Pull out every line of the data below that contains the string "sign", and copy each one unchanged.

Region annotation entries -
---------------
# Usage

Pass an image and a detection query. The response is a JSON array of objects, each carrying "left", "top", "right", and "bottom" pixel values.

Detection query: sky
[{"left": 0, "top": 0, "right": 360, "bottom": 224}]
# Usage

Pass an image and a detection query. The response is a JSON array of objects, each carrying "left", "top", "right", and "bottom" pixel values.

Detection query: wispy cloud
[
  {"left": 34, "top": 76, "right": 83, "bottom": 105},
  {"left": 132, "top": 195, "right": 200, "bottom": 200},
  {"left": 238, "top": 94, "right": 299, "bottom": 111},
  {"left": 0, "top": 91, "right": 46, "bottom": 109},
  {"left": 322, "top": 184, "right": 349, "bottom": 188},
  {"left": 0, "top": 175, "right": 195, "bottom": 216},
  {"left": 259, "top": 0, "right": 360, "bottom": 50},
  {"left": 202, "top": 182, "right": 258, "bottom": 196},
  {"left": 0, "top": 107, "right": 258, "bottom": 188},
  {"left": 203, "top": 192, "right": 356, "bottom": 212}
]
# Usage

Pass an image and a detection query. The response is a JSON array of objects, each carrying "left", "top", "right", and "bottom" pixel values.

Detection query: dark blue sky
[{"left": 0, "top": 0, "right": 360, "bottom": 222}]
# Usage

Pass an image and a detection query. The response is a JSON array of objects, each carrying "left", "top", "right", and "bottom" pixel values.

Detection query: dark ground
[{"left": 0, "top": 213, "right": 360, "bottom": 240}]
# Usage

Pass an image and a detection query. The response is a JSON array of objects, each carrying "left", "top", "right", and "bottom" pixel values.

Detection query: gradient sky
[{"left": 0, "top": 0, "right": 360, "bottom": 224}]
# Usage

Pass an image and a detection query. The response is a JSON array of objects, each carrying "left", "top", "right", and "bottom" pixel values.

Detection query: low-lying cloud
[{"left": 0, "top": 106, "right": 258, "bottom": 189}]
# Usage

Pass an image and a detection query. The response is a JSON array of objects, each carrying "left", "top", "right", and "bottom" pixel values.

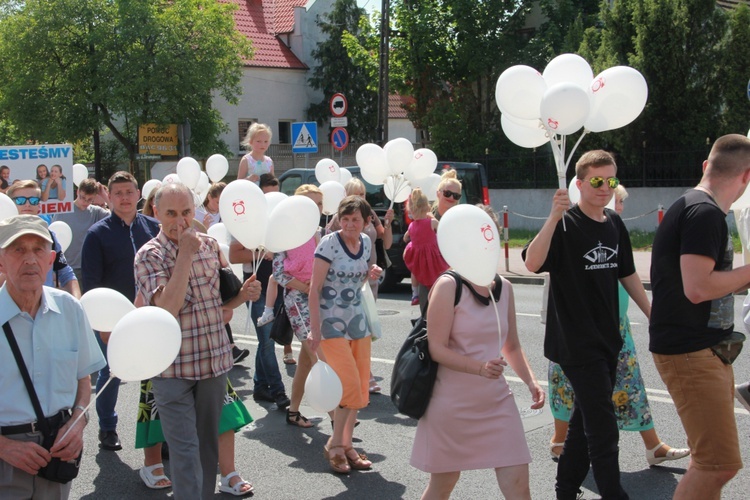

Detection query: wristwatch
[{"left": 73, "top": 405, "right": 89, "bottom": 424}]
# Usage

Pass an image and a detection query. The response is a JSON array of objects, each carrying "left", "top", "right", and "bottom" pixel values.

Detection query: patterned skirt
[
  {"left": 135, "top": 378, "right": 253, "bottom": 448},
  {"left": 547, "top": 316, "right": 654, "bottom": 432}
]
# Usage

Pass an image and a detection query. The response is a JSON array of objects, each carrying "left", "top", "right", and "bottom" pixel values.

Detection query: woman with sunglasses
[
  {"left": 432, "top": 169, "right": 461, "bottom": 220},
  {"left": 548, "top": 185, "right": 690, "bottom": 465}
]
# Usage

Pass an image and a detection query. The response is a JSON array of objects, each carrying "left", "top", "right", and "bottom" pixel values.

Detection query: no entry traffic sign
[{"left": 331, "top": 127, "right": 349, "bottom": 151}]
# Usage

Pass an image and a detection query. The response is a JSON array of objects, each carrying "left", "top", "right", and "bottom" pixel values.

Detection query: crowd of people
[{"left": 0, "top": 133, "right": 750, "bottom": 500}]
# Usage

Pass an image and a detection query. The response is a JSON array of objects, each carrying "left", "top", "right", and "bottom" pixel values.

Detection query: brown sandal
[
  {"left": 344, "top": 448, "right": 372, "bottom": 470},
  {"left": 323, "top": 445, "right": 352, "bottom": 474}
]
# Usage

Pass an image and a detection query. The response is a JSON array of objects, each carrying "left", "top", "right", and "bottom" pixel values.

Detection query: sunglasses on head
[
  {"left": 589, "top": 177, "right": 620, "bottom": 189},
  {"left": 443, "top": 189, "right": 461, "bottom": 201},
  {"left": 13, "top": 196, "right": 42, "bottom": 207}
]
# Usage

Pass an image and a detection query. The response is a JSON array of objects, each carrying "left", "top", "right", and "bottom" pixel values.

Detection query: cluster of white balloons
[
  {"left": 495, "top": 54, "right": 648, "bottom": 187},
  {"left": 357, "top": 137, "right": 440, "bottom": 208},
  {"left": 219, "top": 179, "right": 320, "bottom": 253},
  {"left": 81, "top": 288, "right": 182, "bottom": 382}
]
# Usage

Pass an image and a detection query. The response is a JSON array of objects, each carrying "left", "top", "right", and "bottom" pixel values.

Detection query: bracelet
[{"left": 73, "top": 405, "right": 89, "bottom": 424}]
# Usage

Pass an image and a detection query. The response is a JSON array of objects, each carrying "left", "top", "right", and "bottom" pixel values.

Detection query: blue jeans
[
  {"left": 95, "top": 332, "right": 120, "bottom": 432},
  {"left": 244, "top": 273, "right": 286, "bottom": 396},
  {"left": 555, "top": 359, "right": 628, "bottom": 500}
]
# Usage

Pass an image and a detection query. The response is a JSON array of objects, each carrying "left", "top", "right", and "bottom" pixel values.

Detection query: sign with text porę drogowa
[{"left": 0, "top": 144, "right": 74, "bottom": 215}]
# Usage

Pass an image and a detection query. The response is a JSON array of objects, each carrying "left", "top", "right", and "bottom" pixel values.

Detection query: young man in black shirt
[
  {"left": 649, "top": 134, "right": 750, "bottom": 499},
  {"left": 524, "top": 150, "right": 650, "bottom": 499}
]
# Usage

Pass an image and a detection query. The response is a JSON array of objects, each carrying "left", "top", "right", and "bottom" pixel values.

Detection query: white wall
[
  {"left": 490, "top": 187, "right": 736, "bottom": 232},
  {"left": 214, "top": 68, "right": 308, "bottom": 153}
]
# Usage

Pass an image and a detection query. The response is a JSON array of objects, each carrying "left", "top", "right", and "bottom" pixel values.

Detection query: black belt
[{"left": 0, "top": 410, "right": 70, "bottom": 436}]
---------------
Solution below -
Detection query: no entry traffic sign
Detection query: sign with text porę drogowa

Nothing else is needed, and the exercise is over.